* _What is required_
Filter the records below, copying every line that contains the string "negative". Treat case as significant.

Segment Start: Data supplied

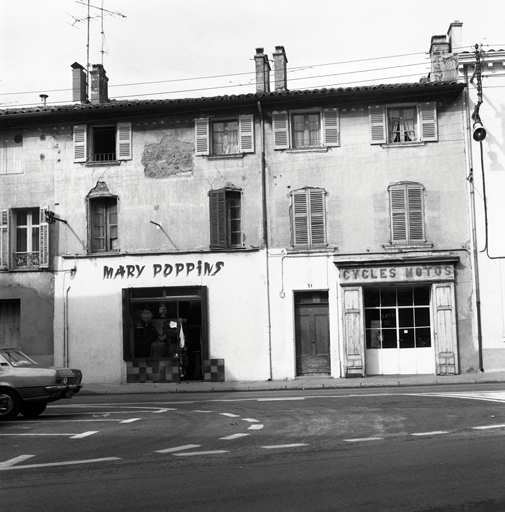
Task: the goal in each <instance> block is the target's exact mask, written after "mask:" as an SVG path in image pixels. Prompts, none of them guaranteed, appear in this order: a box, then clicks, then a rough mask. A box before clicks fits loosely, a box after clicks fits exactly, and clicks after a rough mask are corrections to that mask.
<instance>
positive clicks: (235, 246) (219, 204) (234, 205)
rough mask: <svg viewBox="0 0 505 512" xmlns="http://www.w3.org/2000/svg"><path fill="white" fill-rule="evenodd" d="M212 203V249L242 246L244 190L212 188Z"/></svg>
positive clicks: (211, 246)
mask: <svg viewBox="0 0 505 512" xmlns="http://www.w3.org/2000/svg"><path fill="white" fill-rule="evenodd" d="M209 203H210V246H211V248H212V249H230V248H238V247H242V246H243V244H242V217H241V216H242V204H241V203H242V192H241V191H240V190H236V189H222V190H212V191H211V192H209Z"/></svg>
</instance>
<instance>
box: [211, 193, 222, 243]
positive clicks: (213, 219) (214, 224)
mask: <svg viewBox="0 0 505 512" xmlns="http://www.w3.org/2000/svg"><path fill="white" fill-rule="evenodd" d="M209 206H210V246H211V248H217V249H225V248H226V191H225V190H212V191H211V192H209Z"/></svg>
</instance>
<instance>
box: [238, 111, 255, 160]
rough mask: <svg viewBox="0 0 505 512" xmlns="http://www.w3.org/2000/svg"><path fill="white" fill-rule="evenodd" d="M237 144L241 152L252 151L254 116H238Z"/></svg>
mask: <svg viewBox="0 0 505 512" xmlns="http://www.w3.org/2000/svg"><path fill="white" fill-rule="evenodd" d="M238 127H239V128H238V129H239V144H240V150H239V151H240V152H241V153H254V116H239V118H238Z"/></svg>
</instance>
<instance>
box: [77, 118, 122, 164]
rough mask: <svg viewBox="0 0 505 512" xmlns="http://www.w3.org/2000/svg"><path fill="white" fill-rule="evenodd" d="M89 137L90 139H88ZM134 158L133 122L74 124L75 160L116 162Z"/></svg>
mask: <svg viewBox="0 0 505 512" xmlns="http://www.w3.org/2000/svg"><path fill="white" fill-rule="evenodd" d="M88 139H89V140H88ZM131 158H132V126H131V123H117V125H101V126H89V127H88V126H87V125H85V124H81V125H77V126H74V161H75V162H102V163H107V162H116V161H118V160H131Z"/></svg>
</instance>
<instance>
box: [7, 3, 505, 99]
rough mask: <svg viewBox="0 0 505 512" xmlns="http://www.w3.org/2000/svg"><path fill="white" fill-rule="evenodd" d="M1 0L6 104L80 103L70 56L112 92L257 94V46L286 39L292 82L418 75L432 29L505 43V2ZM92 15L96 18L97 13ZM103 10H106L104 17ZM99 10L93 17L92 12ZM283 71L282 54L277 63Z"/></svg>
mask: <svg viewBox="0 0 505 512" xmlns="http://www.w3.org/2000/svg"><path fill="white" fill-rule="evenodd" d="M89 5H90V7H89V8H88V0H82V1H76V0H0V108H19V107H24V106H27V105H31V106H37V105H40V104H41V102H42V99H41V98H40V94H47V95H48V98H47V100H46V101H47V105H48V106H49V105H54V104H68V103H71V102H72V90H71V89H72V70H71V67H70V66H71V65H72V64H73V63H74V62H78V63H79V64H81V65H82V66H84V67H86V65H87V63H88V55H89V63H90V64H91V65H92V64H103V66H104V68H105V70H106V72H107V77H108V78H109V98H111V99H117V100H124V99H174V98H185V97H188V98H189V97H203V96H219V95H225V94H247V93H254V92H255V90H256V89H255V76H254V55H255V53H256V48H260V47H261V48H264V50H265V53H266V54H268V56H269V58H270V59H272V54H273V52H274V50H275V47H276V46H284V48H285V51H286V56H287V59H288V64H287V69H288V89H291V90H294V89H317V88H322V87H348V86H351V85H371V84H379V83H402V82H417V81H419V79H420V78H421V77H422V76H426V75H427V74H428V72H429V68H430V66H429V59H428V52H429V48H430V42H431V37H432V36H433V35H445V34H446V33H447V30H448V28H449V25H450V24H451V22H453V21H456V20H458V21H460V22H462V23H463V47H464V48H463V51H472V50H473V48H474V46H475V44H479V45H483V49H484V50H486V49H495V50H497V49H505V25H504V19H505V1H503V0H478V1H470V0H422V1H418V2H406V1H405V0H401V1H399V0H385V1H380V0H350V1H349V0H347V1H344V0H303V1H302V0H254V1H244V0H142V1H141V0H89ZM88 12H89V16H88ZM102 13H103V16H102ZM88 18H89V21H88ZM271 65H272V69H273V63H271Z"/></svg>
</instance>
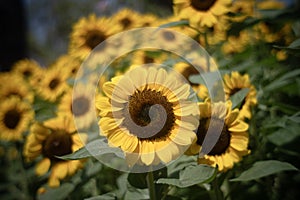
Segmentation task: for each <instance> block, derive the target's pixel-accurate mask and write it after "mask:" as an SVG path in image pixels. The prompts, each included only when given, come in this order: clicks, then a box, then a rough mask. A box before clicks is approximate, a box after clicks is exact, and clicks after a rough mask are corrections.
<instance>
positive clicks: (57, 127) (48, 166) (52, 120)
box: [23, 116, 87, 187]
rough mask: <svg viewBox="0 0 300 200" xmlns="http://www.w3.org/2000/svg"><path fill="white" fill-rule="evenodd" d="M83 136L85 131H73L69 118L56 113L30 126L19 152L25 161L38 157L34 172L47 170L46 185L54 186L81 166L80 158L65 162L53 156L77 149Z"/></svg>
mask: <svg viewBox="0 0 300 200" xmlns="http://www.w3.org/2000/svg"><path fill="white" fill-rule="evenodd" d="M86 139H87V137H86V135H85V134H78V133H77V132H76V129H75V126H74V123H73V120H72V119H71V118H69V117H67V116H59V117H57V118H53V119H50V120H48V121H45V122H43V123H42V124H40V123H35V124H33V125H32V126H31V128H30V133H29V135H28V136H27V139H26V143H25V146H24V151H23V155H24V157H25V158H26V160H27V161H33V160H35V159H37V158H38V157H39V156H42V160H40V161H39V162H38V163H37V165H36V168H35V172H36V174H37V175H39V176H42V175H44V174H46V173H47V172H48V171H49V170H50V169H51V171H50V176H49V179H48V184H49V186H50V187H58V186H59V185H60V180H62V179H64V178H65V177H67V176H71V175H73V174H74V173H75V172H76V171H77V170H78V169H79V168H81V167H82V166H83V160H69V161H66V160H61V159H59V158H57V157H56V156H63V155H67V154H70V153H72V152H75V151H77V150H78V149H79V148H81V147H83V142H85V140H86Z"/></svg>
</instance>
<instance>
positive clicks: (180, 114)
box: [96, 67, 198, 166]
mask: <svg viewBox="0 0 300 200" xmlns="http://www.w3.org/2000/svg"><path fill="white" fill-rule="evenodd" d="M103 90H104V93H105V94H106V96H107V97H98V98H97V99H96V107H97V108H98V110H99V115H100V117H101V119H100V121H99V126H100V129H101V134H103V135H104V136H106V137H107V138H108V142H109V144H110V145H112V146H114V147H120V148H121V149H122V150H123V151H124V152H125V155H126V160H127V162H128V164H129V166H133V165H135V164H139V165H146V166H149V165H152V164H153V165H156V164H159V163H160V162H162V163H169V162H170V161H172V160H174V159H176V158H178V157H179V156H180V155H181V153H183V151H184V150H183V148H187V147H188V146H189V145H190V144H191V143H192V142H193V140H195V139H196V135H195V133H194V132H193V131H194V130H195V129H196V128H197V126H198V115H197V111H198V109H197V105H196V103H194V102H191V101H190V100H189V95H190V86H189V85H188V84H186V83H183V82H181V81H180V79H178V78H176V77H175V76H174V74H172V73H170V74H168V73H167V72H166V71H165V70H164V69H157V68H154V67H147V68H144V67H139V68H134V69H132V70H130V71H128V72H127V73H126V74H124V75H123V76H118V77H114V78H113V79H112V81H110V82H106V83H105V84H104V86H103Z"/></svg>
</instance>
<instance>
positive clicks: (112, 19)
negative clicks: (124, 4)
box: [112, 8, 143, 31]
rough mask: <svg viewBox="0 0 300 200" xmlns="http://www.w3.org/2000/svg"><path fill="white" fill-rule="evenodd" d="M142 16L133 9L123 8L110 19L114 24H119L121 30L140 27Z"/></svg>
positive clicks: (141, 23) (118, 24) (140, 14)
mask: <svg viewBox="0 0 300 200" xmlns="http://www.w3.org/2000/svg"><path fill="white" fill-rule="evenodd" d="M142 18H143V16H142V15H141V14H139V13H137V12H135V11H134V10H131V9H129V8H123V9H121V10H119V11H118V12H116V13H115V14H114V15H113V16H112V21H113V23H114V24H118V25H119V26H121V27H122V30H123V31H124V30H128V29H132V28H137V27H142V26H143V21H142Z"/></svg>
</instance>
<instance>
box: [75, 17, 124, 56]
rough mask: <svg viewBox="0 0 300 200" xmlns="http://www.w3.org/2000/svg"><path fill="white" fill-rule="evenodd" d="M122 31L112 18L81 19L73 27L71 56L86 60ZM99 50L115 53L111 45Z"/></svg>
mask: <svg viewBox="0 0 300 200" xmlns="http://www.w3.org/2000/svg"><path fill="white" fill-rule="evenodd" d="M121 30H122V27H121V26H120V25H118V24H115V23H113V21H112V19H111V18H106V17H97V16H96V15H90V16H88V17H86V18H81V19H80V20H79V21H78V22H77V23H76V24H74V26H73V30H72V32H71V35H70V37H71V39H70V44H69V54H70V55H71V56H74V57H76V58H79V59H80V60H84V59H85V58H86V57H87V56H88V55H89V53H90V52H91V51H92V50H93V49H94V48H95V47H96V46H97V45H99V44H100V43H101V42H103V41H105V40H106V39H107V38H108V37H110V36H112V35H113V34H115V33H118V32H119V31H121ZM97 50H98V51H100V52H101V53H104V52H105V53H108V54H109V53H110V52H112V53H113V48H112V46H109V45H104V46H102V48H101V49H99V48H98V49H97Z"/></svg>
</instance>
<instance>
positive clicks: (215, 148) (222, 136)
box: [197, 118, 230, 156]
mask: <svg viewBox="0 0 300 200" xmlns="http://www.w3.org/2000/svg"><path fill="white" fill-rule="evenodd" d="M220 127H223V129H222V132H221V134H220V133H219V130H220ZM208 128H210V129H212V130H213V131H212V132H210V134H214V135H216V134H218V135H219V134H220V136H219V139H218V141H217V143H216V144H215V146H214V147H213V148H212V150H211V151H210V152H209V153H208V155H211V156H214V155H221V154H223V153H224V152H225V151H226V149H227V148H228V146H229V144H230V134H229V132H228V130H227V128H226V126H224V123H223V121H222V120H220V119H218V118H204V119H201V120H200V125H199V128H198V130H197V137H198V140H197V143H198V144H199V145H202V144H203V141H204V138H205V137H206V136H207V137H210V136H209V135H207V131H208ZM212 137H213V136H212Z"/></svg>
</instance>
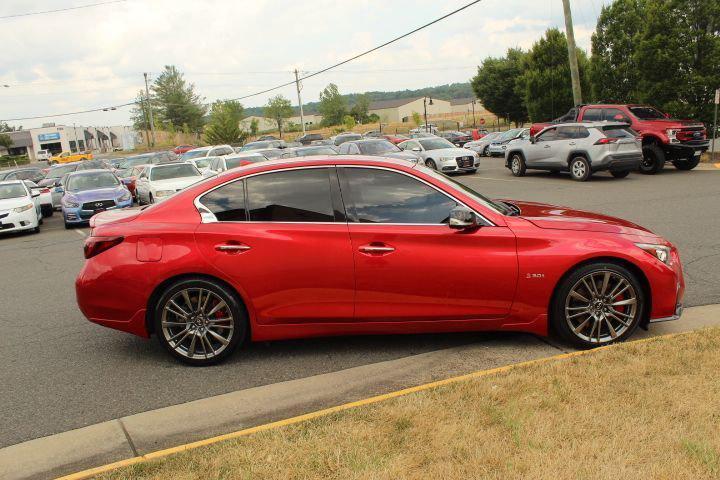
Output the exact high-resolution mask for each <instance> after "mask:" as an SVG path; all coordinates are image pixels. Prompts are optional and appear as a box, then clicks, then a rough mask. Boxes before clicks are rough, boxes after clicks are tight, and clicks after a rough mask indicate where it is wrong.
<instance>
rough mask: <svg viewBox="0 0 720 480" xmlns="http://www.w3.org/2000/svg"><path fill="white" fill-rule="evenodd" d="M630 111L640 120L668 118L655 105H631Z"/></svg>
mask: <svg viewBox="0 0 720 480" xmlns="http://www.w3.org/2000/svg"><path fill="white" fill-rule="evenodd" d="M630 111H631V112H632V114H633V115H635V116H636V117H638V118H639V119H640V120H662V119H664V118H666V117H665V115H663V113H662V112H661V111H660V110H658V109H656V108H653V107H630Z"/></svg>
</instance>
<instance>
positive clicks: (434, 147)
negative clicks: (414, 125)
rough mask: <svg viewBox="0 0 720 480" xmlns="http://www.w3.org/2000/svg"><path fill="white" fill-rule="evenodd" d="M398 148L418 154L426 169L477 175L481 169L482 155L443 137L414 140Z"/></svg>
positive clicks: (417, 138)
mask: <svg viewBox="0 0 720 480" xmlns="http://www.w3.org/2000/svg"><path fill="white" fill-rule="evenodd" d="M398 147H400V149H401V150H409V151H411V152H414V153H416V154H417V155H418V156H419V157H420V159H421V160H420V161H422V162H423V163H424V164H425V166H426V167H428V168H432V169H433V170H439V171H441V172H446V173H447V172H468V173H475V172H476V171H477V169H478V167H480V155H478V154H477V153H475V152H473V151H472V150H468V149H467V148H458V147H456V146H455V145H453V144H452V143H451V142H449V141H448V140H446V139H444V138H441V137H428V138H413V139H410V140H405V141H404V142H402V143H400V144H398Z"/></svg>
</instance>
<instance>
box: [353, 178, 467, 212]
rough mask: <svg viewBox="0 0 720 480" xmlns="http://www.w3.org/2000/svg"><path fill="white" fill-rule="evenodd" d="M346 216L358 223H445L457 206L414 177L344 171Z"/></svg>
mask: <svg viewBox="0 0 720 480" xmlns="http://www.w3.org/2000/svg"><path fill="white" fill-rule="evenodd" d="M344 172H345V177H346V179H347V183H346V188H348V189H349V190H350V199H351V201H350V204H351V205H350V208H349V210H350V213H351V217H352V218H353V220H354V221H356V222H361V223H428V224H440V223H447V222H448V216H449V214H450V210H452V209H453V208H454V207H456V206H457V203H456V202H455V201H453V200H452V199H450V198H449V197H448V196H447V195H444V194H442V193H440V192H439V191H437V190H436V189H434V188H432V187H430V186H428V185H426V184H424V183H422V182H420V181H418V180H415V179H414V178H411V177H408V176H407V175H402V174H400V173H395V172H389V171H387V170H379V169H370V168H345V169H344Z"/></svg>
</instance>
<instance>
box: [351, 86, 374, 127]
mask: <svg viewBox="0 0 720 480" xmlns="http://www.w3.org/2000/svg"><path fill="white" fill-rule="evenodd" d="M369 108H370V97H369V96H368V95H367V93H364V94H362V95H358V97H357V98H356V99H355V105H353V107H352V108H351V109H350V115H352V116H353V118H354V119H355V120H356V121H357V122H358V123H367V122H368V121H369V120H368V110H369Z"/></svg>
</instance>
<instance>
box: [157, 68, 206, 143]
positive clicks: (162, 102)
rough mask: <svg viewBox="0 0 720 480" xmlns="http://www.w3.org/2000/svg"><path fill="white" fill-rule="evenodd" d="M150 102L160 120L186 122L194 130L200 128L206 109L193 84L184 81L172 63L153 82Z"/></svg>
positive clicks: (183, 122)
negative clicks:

Segment End: Data supplied

* _Task response_
negative clicks: (124, 4)
negative clicks: (414, 125)
negative clicks:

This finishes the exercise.